__PROVIDED RECORDS__:
_ _ _ _ _

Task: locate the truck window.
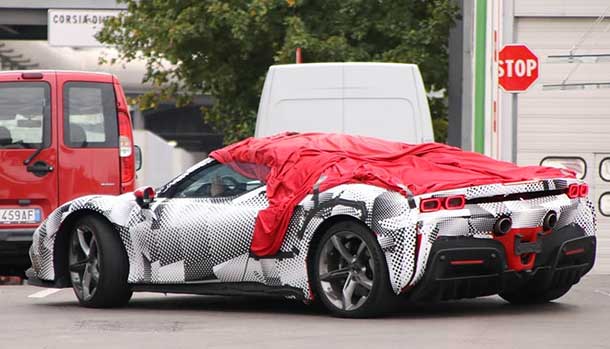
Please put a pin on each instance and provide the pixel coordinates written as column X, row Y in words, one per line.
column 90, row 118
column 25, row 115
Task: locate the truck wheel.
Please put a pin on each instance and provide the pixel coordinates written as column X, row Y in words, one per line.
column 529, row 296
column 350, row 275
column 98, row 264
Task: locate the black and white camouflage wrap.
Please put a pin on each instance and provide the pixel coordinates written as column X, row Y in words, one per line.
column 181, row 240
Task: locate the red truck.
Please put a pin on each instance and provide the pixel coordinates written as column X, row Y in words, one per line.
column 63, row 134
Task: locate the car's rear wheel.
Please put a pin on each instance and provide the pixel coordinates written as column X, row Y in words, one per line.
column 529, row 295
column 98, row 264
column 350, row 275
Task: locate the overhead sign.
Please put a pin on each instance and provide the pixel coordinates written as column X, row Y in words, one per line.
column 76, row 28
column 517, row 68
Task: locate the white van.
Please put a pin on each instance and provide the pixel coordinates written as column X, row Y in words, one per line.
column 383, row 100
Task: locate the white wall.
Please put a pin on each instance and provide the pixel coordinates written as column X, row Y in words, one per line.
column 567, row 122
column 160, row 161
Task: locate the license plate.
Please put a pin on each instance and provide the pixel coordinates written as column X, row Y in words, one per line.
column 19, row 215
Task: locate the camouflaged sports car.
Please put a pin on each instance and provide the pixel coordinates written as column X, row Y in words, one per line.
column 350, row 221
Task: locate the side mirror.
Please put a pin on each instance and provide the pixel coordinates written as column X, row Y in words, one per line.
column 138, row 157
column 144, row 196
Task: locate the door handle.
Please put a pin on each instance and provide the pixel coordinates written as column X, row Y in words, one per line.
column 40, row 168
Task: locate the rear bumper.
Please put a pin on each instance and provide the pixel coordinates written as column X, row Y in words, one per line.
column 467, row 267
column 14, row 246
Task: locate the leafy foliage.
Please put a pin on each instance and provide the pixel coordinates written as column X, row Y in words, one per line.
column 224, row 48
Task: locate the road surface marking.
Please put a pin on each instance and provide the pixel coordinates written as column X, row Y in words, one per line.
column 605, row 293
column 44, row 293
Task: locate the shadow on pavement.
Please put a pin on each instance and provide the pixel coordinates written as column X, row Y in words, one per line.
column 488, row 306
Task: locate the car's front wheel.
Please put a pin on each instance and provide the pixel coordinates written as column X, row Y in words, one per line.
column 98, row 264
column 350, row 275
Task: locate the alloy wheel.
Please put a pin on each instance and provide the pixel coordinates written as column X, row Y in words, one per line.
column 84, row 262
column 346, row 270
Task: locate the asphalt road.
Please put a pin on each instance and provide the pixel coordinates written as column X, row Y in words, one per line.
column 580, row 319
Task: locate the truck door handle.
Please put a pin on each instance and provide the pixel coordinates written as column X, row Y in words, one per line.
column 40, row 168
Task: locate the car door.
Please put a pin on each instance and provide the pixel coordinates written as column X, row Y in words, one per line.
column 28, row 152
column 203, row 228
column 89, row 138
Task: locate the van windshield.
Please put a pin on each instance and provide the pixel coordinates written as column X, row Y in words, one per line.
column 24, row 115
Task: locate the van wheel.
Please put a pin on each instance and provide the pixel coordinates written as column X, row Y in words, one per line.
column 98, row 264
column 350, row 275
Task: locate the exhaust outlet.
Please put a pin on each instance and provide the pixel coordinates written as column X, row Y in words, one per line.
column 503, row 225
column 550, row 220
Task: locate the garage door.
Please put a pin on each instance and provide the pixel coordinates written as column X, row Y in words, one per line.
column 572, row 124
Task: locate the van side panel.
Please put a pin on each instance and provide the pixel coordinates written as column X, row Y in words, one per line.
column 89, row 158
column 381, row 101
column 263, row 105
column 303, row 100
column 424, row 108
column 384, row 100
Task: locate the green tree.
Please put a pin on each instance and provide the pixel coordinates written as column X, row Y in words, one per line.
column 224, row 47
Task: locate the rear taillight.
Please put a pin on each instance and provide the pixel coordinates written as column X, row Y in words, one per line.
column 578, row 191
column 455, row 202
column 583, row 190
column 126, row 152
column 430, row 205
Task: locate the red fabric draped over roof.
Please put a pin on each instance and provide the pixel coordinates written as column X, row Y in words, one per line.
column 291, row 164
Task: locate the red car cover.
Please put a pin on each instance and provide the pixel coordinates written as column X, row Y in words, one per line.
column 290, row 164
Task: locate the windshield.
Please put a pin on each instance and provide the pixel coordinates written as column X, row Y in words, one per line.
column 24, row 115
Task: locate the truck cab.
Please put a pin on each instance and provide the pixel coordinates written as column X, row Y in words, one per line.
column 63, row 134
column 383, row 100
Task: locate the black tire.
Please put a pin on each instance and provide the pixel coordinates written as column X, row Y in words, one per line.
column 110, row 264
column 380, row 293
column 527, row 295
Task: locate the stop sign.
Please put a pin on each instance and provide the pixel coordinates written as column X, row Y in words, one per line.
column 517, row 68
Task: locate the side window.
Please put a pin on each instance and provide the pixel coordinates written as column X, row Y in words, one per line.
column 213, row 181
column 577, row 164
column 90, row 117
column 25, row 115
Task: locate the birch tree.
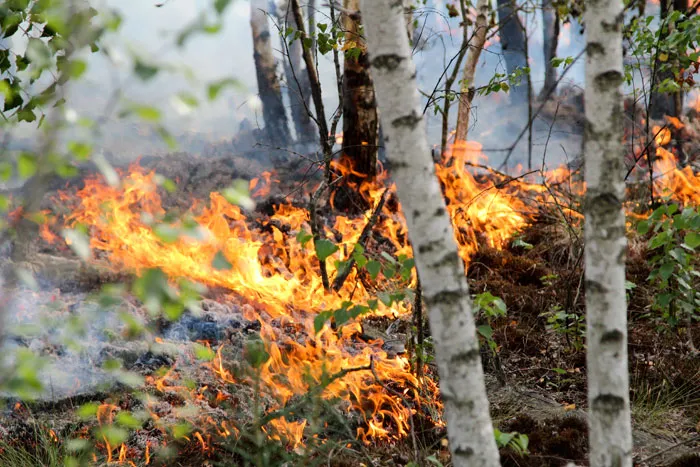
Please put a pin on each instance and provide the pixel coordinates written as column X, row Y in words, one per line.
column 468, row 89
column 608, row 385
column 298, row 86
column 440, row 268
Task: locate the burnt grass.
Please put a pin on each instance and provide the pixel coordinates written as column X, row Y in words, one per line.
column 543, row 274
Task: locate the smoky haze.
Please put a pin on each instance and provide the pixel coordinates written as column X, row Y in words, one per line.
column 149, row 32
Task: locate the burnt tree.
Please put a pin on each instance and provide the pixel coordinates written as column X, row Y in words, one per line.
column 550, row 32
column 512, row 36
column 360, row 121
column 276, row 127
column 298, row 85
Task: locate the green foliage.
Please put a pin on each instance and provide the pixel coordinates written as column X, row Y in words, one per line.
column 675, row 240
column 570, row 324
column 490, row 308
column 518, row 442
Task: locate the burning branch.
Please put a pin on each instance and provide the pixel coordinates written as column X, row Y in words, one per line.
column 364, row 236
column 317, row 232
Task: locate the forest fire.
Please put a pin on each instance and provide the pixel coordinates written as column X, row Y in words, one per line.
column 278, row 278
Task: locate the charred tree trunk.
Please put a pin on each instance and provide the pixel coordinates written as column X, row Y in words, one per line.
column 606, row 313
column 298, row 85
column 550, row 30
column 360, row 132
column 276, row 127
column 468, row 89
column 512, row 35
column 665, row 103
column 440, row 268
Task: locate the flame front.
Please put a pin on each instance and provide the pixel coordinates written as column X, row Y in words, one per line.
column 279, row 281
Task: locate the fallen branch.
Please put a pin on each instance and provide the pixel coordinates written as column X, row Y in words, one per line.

_ _ _ _ _

__ASSIGNED TASK__:
Repeat the material verbatim but without any of its pictures.

__TASK RESULT__:
Task: locate the truck window.
Please put a pin on each instance and provide the pixel coordinates written as column X, row Y in words, one per line.
column 90, row 118
column 25, row 115
Task: locate the truck wheel.
Please put a pin on each instance and provide the pixel coordinates written as column X, row Y in words, one per line.
column 529, row 296
column 350, row 275
column 98, row 264
Task: locate the black and white camouflage wrap.
Please put a pin on each instance and provide the pixel coordinates written as column X, row Y in words, one per line.
column 181, row 240
Task: locate the red truck.
Please put a pin on each instance and provide the pixel coordinates written as column X, row Y in words, one per line.
column 63, row 134
Task: locate the car's rear wheel.
Please put a pin on each instance and provide the pixel coordinates written as column X, row Y in words, one per line.
column 529, row 295
column 98, row 264
column 350, row 275
Task: locate the overhead sign.
Please put a pin on each instance and provide the pixel coordinates written as column X, row Y in words, one per line.
column 76, row 28
column 517, row 68
Task: locate the white van.
Please put a pin on each instance and provide the pixel coordinates written as column X, row Y in words, one per line.
column 383, row 100
Task: locate the white wall.
Please put a pin on each instance and provide the pixel coordinates written as column X, row Y in words, one per line.
column 567, row 122
column 160, row 161
Task: locate the license plate.
Please put a pin on each instance and provide the pixel coordinates written as column X, row Y in words, one per line.
column 19, row 215
Task: locate the camouflaged sports car.
Please put a pin on each instance and provide the pixel coordinates written as column X, row Y in words, one per line.
column 350, row 221
Task: locate the side mirror.
Please put a pin on each instance and provide the pixel coordinates written as column X, row Y in words, one per line.
column 138, row 157
column 144, row 196
Task: locate the door handle.
Please put a pin on each instance and provide the pixel coordinates written as column X, row Y in words, one per line.
column 40, row 168
Task: locate the rear bumper.
Please put a pin on each instance and provide the pixel coordinates written as column X, row Y in words, one per line.
column 467, row 267
column 14, row 246
Task: locate the leafy foliage.
Please put a pin on each instance and provide the pixel coordinates written as column X, row Y in words, one per line.
column 224, row 48
Task: locate the road surface marking.
Please put a pin on each instance and provide the pixel coordinates written as column X, row Y in words, one per line.
column 605, row 293
column 44, row 293
Task: locate the shadow on pavement.
Please put a pin on each instance and provide the pixel coordinates written as column X, row Y in words, one per line.
column 488, row 306
Task: locate the car's front wheel.
Please put a pin on each instance and provide the pixel coordinates written as column X, row Y in words, one per line.
column 98, row 264
column 350, row 275
Task: locate the alloy wheel.
Please put a pin on each instance and provide the pixel coordinates written as column X, row Y in words, one per line.
column 84, row 262
column 346, row 270
Task: locate the asphalt road.
Please put a pin on each instance and provide the pixel coordinates written as column X, row Y in words, one per line.
column 580, row 319
Task: locate the truck door handle.
Please put a pin on each instance and provide the pixel coordinates written as column X, row Y in words, one per line.
column 40, row 168
Task: locate the car door.
Please put a pin on each instance and provide the pixel coordinates written as column X, row Y in words, one per line.
column 28, row 152
column 203, row 228
column 89, row 138
Task: locate the van windshield.
Please put a pin on each instance and provide the pixel coordinates written as column X, row Y in words, one per line.
column 24, row 115
Task: locate the van wheel.
Please put a pin on each instance and provide the pixel coordinates written as column X, row Y in words, one per line.
column 98, row 264
column 350, row 275
Task: locate the exhaust outlet.
Please put a pin on each instance and provide the pixel coordinates written as column X, row Y in words, one per line.
column 503, row 225
column 550, row 220
Task: locate the garage door.
Please put a pin on each instance and provide the pixel coordinates written as column X, row Y in words, one per line.
column 572, row 124
Task: locate the van side panel.
Please put a pin on each instance and provide the pixel coordinates written as column X, row Y in words, one per line.
column 89, row 158
column 381, row 101
column 263, row 105
column 303, row 100
column 424, row 108
column 384, row 100
Task: locate the green tree.
Please put a pin on each instance and provide the pixel coordinates written as column X, row Y in words, one per line.
column 224, row 47
Task: locate the rear taillight.
Please put a pin on each instance and provide the pixel coordinates written as column X, row Y in words, one per line.
column 578, row 191
column 455, row 202
column 583, row 190
column 126, row 152
column 430, row 205
Task: locate the red fabric draped over roof.
Please put a pin on each instance and provide the pixel coordinates written as column X, row Y in words, one per line.
column 291, row 164
Task: locate the red car cover.
Please put a pin on each instance and provide the pixel coordinates written as column X, row Y in words, one per line.
column 290, row 164
Task: locate the windshield.
Please put a pin on each instance and provide the pixel coordinates written as column X, row Y in words, one per line.
column 24, row 115
Task: locate the truck cab.
Please put a pin on each instance and provide the pixel coordinates written as column X, row Y in words, one per line.
column 63, row 134
column 383, row 100
Task: locate the black tire.
Please put a pin on each instance and provide the pixel coordinates written as column X, row Y in words, one per line.
column 110, row 264
column 380, row 293
column 527, row 295
Task: locate the stop sign.
Please put a pin on each instance and provide the pixel coordinates written as column X, row Y in words, one per line.
column 517, row 68
Task: locate the side window.
Please put a pin on each instance and provide the pixel coordinates written as column X, row Y in words, one per line.
column 213, row 181
column 577, row 164
column 90, row 117
column 25, row 115
Task: locate the birch tree.
Please put a pin on each instance and provide the pixel coordinates written as column X, row Y in words, one per line.
column 468, row 89
column 608, row 385
column 298, row 86
column 440, row 268
Task: locate the burnt grass.
Please put a pin on each instance and provide the pixel coordinates written as column X, row Y in words, one per line.
column 543, row 274
Task: locate the smoky haze.
Please put a pin on each instance and provide the pixel coordinates written as column X, row Y in words, one per line.
column 149, row 32
Task: locate the burnt tree.
Please put a pin on each instance and provide the pixel coordinates written as column X, row Y in words, one per line.
column 550, row 32
column 512, row 36
column 360, row 121
column 276, row 127
column 298, row 85
Task: locate the green foliage.
Please put a pin on each instance and provide the pixel coordinates written as column X, row Y in words, one per line.
column 675, row 240
column 570, row 324
column 490, row 308
column 518, row 442
Task: locate the burning branch.
Please put a pin on each instance and provide the pixel coordinates written as column X, row Y in words, one per line.
column 364, row 236
column 317, row 232
Task: locate the forest fire.
Please put a pin on each instance and provide the pixel coordinates written as column X, row Y in words, one per line.
column 278, row 278
Task: locate the charred tree trunk.
Please put a pin on each instance and provide the pixel coordinates written as column X, row Y in words, one per line.
column 606, row 313
column 298, row 85
column 550, row 30
column 360, row 132
column 276, row 127
column 468, row 89
column 512, row 35
column 665, row 103
column 440, row 268
Task: locate the flame front.
Please put a pin on each instance and provide the pixel coordinates written as column X, row Y in words, one per line.
column 279, row 281
Task: locate the fallen branch.
Please put a pin on each instance and provide the pixel coordinates written as column X, row Y in words, one per line.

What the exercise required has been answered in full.